Referring expression pointing data:
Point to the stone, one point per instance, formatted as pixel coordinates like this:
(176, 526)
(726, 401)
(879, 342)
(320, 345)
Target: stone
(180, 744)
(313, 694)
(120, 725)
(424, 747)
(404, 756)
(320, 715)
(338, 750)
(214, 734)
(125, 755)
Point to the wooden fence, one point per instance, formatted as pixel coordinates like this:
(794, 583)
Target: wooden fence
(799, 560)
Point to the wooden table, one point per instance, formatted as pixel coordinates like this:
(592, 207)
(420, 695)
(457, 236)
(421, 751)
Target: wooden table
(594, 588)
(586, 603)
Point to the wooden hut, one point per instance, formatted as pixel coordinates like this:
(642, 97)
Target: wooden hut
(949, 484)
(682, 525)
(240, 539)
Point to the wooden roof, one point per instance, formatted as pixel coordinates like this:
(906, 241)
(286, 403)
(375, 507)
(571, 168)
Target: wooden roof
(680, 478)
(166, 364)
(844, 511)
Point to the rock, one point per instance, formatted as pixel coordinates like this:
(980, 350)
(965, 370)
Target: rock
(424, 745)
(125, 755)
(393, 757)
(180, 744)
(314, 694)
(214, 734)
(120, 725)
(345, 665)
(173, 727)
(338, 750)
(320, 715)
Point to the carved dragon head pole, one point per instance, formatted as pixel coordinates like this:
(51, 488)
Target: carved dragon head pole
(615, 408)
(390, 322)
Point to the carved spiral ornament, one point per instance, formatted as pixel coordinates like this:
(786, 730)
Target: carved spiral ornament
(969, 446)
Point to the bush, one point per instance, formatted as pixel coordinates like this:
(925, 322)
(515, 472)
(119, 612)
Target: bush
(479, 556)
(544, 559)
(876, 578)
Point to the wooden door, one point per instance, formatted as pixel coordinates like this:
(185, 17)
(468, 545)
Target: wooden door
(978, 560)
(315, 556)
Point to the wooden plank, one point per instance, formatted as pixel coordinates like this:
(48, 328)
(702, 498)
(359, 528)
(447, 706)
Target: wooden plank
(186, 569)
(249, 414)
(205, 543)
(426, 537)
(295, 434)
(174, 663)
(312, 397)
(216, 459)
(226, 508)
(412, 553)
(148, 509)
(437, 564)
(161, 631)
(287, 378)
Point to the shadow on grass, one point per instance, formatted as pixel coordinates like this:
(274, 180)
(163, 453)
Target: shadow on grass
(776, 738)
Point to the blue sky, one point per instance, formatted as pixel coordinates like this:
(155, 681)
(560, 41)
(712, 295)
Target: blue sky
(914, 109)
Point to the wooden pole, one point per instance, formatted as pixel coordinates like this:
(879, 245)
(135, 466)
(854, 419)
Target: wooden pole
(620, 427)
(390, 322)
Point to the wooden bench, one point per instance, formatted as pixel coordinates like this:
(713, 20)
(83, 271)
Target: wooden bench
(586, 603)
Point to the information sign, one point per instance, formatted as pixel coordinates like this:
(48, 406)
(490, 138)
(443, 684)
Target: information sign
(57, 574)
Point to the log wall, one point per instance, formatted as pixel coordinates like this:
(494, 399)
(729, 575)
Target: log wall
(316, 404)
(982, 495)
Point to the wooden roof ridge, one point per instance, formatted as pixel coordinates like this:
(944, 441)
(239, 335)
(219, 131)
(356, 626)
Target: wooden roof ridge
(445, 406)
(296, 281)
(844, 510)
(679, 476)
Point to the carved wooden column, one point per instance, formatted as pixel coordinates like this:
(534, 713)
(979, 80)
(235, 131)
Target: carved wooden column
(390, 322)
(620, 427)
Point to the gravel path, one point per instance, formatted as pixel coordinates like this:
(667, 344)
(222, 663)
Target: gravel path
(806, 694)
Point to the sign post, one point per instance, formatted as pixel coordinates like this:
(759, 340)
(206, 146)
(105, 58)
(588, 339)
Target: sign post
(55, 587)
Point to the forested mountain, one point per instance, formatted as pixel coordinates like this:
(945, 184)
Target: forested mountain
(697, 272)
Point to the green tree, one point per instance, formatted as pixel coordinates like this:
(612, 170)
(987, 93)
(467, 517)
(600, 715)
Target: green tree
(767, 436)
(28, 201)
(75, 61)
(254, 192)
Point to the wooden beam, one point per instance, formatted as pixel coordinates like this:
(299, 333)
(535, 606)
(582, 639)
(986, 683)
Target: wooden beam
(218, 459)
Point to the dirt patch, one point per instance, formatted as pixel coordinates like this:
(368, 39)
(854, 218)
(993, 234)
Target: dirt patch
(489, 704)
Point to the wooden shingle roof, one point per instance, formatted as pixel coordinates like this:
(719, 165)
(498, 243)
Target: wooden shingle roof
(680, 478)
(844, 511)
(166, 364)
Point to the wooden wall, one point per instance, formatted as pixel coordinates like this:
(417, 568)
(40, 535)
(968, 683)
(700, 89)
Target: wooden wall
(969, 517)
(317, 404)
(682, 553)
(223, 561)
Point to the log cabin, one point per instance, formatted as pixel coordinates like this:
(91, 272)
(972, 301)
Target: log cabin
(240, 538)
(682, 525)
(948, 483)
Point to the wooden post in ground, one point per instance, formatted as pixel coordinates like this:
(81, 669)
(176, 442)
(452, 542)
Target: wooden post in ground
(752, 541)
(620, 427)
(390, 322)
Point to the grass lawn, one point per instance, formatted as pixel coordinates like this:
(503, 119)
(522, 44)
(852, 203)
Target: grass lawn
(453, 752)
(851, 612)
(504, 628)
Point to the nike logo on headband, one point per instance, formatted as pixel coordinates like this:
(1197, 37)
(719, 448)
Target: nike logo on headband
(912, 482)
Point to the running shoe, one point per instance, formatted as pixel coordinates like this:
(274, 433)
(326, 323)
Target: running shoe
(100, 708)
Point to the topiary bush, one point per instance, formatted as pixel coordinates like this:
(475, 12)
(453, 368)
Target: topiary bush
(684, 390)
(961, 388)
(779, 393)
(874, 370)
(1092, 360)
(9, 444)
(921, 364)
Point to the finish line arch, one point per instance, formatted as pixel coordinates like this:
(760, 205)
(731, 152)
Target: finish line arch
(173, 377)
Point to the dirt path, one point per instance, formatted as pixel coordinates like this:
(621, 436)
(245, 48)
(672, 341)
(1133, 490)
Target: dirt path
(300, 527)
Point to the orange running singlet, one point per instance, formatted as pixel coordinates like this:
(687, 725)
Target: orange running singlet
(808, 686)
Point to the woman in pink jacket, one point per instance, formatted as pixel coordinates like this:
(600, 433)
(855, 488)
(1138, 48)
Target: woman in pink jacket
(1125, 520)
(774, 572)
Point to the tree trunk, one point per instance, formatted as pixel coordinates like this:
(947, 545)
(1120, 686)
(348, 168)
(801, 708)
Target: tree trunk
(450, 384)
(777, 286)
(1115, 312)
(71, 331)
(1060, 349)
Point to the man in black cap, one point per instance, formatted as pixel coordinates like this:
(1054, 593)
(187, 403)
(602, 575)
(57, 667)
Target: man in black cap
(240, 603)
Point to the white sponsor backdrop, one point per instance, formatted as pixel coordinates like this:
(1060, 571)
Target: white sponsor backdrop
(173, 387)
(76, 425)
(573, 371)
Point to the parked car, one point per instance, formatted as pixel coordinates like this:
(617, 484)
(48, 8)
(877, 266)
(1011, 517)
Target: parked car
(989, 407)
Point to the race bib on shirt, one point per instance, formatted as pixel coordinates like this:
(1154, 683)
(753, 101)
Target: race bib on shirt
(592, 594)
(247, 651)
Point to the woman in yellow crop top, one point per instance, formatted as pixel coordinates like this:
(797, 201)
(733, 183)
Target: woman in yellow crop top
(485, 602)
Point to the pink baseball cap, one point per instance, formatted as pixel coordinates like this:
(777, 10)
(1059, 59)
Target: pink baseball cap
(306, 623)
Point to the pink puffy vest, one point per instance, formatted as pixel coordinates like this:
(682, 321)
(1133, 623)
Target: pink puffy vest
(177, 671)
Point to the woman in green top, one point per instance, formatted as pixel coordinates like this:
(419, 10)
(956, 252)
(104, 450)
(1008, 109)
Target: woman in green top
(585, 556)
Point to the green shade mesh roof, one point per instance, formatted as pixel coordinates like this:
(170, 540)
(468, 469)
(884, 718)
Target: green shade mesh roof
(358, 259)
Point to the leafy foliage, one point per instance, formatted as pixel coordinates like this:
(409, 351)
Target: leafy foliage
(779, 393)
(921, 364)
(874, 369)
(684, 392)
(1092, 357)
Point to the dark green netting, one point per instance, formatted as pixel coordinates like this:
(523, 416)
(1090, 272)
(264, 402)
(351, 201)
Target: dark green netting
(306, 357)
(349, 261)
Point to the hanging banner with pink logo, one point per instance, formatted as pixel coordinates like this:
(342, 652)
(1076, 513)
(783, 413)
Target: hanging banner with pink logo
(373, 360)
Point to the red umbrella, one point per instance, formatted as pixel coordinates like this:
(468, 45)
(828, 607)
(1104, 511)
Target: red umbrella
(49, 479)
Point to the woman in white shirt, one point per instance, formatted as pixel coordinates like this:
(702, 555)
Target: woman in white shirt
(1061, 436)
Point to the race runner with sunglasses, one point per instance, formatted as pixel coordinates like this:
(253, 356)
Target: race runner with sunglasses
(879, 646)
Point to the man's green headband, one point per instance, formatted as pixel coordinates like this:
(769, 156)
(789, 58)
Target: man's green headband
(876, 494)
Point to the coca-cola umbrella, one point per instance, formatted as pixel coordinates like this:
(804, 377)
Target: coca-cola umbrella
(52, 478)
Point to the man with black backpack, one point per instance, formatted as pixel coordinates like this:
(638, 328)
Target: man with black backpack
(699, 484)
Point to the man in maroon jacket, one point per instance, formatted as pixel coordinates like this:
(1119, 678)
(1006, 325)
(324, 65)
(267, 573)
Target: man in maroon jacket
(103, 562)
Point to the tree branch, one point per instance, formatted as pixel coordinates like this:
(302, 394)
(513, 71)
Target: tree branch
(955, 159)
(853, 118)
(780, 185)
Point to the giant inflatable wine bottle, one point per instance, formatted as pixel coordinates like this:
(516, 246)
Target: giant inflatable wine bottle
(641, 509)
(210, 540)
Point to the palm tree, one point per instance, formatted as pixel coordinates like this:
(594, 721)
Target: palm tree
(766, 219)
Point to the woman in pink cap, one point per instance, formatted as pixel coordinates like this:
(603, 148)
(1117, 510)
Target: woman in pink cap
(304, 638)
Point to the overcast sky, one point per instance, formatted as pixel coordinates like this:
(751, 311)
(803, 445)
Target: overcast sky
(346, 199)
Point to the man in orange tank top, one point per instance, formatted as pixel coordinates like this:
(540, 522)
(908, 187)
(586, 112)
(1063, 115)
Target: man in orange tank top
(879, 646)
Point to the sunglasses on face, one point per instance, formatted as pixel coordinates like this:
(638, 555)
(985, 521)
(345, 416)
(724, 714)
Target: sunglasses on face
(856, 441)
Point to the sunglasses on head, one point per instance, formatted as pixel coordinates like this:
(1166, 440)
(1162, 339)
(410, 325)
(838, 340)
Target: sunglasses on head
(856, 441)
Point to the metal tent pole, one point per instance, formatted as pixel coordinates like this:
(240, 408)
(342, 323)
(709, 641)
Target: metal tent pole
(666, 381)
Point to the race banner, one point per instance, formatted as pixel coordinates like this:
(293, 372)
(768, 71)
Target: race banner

PROBLEM = Start with the line above that contains "Target: woman in white shirt" and end with the line that contains "(1063, 115)". Write out those lines exactly, and only those.

SOLUTION =
Target: woman in white shirt
(1061, 436)
Point to the race runner with sunglasses, one point per instance, formatted as pixel coordinates like this:
(253, 356)
Target: race runner with sunglasses
(879, 646)
Point to the man's green headband, one point per instance, formatted as pixel coordinates like this:
(769, 156)
(789, 58)
Target: man's green headband
(876, 494)
Point to the coca-cola umbrella, one point per instance, formatted as pixel coordinates like this:
(804, 377)
Target: coca-cola umbrella
(52, 478)
Point to the man with black backpack, one point per instance, formatted as pixel coordinates like this:
(638, 328)
Target: man with black backpack
(699, 484)
Point to the man in maroon jacket, one point per instance, formatted as pixel coordinates like this:
(1119, 678)
(1006, 325)
(324, 65)
(267, 573)
Target: man in maroon jacket
(103, 562)
Point to the tree branch, one point per instance, formatted as pixel coordinates like this:
(302, 394)
(513, 71)
Target: tree branch
(955, 159)
(853, 118)
(780, 185)
Point to the giant inflatable wine bottle, one point per instance, formatted as pixel coordinates like this:
(516, 246)
Target: giant inflatable wine bottle
(641, 509)
(210, 540)
Point to the palm tree, one point per instance, formatted as pixel coordinates like this:
(594, 721)
Target: palm tree
(766, 219)
Point to the woman in pink cap, one point per instance, formatted as pixel coordinates like this:
(603, 148)
(1117, 510)
Target: woman in pink cap
(304, 638)
Point to the overcast sky, one point per instance, formatted as pixel coordinates like this:
(751, 311)
(803, 445)
Target: overcast sky
(346, 199)
Point to the man in orange tank top, one point per instance, formatted as pixel coordinates like this:
(540, 522)
(908, 187)
(586, 112)
(1063, 115)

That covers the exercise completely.